+++ Selected excerpt +++

It matters not that Mr. Willmore was seeking to develop legislative strategy designed to advance administration policy. The point is that he obtained legal advice in the course of formulating his testimony to advance administration policy. The provision of legal services, i.e., rendering legal advice, is recognized as the basis for the attorney-client privilege, which is not limited to assisting in legal proceedings alone. Coastal Corp. v. Duncan cautions only that the burden of persuading the court that the purpose for which advice has been sought is “even more essential when the documents have been generated by the government where many attorneys function primarily as policy-makers rather than lawyers.” 86 F.R.D. at 521. The Nowinski affidavit establishes beyond cavil that Mr. Willmore requested legal advice of a litigating attorney who formulated his advice from his own experience in litigation, that of his staff, and documents relating to the litigation. The briefing that Mr. Willmore received from Mr. Nowinski, and vice versa, were privileged communications. Embraced within this protection are documents developed expressly for the briefing.

The work product doctrine, belonging to both attorney and client, complements the attorney-client privilege insofar as protecting the production of an attorney, or those working for him, from the time litigation is anticipated. Created by the Supreme Court in Hickman v. Taylor, 329 U.S. 495, 67 S.Ct. 385, 91 L.Ed. 451 (1947), the doctrine evolved into a qualified privilege for documents and tangible things in the 1970 amendments to the Federal Rules of Civil Procedure, which added Fed.R. Civ.P. 23(b)(3) (corresponding to RUSCC 26(b)(2)). The policy justification for this qualified privilege is central to trial by adversarial advocacy and has been explained thusly:

The primary purpose of the work product privilege is to assure that an attorney is not inhibited in his representation of his client by the fear that his files will be open to scrutiny upon demand of an opposing party. Counsel should be allowed to amass data and commit his opinions and thought processes to writing free of the concern that, at some later date, an opposing party may be entitled to secure any relevant work product documents merely on request and use them against his client____

In re Murphy, 560 F.2d 326, 334 (8th Cir. 1977). The protection accorded work product encourages written materials. If the attorney’s thought processes have not been reduced to writing or other tangible form, the immunity does not come into play.

+++ Dataset extract +++

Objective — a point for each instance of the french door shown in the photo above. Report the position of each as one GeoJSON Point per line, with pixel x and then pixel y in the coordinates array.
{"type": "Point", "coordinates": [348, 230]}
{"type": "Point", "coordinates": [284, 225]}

+++

» Exercise set
a - Summarize the passage on legal privilege in two sentences.
b - Carry the passage on legal privilege forward from its last sentence.

» Answers by task
a - Because Mr. Willmore sought legal advice from a litigating attorney, Mr. Nowinski, while formulating his testimony, their briefing and the documents developed expressly for it were privileged communications. The work product doctrine, created in Hickman v. Taylor and later made a qualified privilege, complements that privilege by protecting an attorney's work from the time litigation is anticipated, so that counsel is not inhibited by fear that his files will be open to an opposing party, though the immunity applies only once his thought processes are reduced to writing or other tangible form.

b -
The qualified privilege distinguishes sharply between ordinary or fact work product and opinion work product. Fact work product is discoverable upon showings both of substantial need and inability without undue hardship to obtain the substantial equivalent of the materials by other means. RUSCC 26(b)(3); see Hickman v. Taylor, 329 U.S. 510-12, 67 S.Ct. at 393-94; In re Murphy, 560 F.2d at 334. Discovery of opinion work product—mental impressions, conclusions, opinions, or legal theories—is allowed sparingly. See Hickman, 329 U.S. at 513, 67 S.Ct. at 394 (“a rare situation”); In re Murphy, 560 F.2d at 336 (citing cases).

The work product doctrine is applicable because many of the documents discussed or shown in the Nowinski briefing were derived from on-going and concluded lawsuits involving the same subject matter. The cases cited by plaintiffs for the proposition that work product in or for one case is not work product in another predate the decision in In re Murphy, id. at 333-35 & n. 13 (citing cases), canvassing the caselaw and concluding that the weight of modern authority is that the work product immunity applies to documents prepared in anticipation of unrelated terminated litigation. Accord Panter v. Marshall Field & Co., 80 F.R.D. 718, 724 (N.D.Ill. 1978). Although the question is considered still open, see, e.g., Coastal States Gas Corp. v. DOE, 617 F.2d 854, 865 (D.C.Cir. 1980), this court follows the majority view because of the important policies discussed by the Eighth Circuit in In re Murphy that are especially appropriate since the terminated litigation for which the protection is claimed involves issues closely related to issues in the pending litigation:

The work product privilege would be attenuated if it were limited to documents that were prepared in the case for which discovery is sought. What is needed, if we are to remain faithful to the articulated policies of Hickman, is a perpetual protection for work product, one that extends beyond the termination of the litigation for which the documents were prepared. Any less protection would generate the very evils that the Court in Hickman attempted to avoid.

560 F.2d at 334 (footnote omitted).

Defendant takes the position that the documents amassed in defendant’s files in preparing for litigation, even though not themselves generated in anticipation of litigation, are work product. In a case such as this, involving endless documents, it could be said that a party’s acuity in compiling its collection from millions of documents deserves some protection. See Hickman, 329 U.S. at 511, 67 S.Ct. at 393. The Federal Rules and the rules of this court, however, offer no solace. It is held therefore that the work product immunity applies to those documents that were both included in the Nowinski briefing and were prepared in anticipation of on-going and past-concluded litigation.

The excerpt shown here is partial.